What to produce – Pull each line containing "pale" out of the listing below.

Study material –

■ ■ ■

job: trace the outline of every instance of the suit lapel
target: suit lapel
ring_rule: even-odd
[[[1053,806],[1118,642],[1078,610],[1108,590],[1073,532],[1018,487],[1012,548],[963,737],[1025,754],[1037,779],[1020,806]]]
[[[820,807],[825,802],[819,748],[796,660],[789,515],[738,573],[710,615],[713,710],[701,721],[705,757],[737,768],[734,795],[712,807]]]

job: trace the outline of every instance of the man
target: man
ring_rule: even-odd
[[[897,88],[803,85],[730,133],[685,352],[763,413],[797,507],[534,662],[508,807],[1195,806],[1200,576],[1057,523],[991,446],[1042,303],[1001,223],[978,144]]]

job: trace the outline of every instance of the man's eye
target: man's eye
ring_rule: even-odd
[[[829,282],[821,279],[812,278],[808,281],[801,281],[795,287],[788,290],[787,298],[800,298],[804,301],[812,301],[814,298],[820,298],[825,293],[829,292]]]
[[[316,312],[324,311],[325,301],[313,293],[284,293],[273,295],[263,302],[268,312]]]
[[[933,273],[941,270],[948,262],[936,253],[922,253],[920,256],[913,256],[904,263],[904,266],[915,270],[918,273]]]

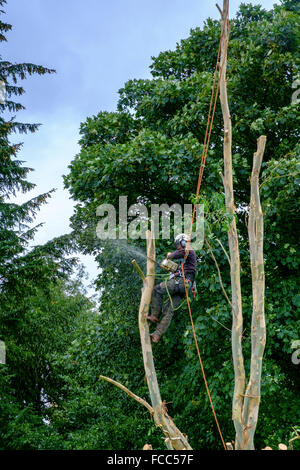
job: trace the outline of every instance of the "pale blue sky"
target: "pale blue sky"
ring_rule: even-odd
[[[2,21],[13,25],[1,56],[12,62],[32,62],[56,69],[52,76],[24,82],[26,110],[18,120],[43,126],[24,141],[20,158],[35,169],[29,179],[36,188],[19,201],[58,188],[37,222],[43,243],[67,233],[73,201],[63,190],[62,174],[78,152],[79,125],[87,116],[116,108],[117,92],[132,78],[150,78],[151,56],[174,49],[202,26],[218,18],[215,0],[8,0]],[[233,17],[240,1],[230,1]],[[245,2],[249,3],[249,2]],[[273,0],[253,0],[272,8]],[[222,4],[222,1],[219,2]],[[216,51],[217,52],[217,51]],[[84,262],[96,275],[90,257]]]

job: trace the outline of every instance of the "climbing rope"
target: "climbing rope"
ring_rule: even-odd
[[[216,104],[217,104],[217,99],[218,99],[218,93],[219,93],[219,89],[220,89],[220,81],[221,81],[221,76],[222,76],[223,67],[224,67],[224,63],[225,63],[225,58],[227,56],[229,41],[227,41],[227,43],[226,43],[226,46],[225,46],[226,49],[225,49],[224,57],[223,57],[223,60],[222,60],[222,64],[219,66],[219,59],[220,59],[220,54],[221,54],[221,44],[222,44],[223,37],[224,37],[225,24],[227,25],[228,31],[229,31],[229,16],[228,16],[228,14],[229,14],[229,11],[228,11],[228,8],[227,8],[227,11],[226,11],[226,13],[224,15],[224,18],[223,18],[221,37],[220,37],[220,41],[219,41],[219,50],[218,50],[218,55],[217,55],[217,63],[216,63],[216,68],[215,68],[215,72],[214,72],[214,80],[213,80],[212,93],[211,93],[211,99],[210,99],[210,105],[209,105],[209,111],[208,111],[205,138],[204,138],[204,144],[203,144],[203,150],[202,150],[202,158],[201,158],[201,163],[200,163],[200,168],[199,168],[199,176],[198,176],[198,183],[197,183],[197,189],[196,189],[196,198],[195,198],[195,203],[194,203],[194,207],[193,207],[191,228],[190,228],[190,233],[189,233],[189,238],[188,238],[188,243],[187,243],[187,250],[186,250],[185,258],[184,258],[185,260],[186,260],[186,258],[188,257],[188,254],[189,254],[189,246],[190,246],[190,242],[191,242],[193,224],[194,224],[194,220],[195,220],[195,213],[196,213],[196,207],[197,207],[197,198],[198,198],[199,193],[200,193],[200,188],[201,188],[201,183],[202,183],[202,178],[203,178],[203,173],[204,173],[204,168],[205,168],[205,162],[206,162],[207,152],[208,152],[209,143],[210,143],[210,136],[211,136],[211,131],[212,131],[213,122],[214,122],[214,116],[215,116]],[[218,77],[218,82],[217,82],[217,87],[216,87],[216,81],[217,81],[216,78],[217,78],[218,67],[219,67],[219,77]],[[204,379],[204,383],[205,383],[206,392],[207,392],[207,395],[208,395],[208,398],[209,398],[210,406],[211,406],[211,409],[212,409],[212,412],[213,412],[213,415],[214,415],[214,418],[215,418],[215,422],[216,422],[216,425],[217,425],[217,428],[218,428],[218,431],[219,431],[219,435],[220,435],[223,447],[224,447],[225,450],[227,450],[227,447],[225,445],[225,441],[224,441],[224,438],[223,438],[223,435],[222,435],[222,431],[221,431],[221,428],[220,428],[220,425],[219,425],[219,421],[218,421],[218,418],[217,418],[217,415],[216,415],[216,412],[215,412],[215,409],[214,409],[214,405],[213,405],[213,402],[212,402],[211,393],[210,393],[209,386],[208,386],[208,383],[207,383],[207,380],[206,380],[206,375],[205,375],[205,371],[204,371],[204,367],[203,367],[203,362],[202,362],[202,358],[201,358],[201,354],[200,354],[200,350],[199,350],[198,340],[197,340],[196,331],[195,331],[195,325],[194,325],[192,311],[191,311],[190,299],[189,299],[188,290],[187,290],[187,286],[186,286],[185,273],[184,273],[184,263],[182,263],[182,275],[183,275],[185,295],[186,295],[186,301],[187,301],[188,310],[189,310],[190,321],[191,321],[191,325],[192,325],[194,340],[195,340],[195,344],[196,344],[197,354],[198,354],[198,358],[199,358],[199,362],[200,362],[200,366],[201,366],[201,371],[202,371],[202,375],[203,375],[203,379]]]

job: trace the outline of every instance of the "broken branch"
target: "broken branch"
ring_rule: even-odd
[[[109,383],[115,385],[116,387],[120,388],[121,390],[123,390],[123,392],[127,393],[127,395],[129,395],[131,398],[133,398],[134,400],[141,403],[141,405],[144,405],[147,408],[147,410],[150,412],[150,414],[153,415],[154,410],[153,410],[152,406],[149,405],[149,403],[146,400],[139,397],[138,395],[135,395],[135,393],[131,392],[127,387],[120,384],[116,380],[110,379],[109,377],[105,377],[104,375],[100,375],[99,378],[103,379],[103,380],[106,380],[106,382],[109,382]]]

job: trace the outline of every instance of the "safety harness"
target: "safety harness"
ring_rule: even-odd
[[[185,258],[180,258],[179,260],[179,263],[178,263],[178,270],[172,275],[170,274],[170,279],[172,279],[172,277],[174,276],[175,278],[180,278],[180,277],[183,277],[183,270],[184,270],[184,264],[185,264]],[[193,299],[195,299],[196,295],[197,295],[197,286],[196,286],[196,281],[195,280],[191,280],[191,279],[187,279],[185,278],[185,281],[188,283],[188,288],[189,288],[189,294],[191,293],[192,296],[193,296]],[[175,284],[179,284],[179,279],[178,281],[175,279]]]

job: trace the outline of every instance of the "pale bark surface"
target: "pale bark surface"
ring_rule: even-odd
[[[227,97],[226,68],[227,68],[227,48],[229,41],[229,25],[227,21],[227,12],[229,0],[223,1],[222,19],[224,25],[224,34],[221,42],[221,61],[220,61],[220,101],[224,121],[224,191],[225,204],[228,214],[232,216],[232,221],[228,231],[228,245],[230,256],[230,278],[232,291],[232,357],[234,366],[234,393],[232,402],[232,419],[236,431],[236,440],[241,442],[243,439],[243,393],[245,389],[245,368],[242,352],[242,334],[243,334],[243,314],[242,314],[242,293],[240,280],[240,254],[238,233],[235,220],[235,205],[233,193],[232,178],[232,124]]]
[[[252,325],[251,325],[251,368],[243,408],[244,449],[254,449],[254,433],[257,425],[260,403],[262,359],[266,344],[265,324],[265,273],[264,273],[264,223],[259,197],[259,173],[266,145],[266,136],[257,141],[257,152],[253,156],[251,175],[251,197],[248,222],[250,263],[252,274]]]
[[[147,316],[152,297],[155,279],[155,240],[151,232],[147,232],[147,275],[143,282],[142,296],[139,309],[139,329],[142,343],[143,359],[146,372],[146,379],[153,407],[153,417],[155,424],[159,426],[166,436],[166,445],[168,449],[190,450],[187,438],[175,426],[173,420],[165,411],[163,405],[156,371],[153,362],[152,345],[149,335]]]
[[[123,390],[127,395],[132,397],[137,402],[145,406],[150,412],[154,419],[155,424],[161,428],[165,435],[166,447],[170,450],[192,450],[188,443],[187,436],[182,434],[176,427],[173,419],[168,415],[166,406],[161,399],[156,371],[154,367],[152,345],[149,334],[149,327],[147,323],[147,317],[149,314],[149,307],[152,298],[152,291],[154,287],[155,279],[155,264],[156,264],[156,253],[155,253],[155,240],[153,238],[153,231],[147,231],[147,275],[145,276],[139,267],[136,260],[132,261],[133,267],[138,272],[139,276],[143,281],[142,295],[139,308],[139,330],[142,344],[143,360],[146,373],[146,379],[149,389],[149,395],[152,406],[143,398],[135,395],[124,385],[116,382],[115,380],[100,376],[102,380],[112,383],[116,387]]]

■ ■ ■

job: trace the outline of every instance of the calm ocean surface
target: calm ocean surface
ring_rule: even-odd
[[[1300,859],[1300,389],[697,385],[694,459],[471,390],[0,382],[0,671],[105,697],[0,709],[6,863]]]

■ ■ ■

The completed task –
job: trace the outline of every instance of the "pale blue sky"
target: "pale blue sky"
job: trace the outline of every instance of the "pale bark surface"
target: "pale bark surface"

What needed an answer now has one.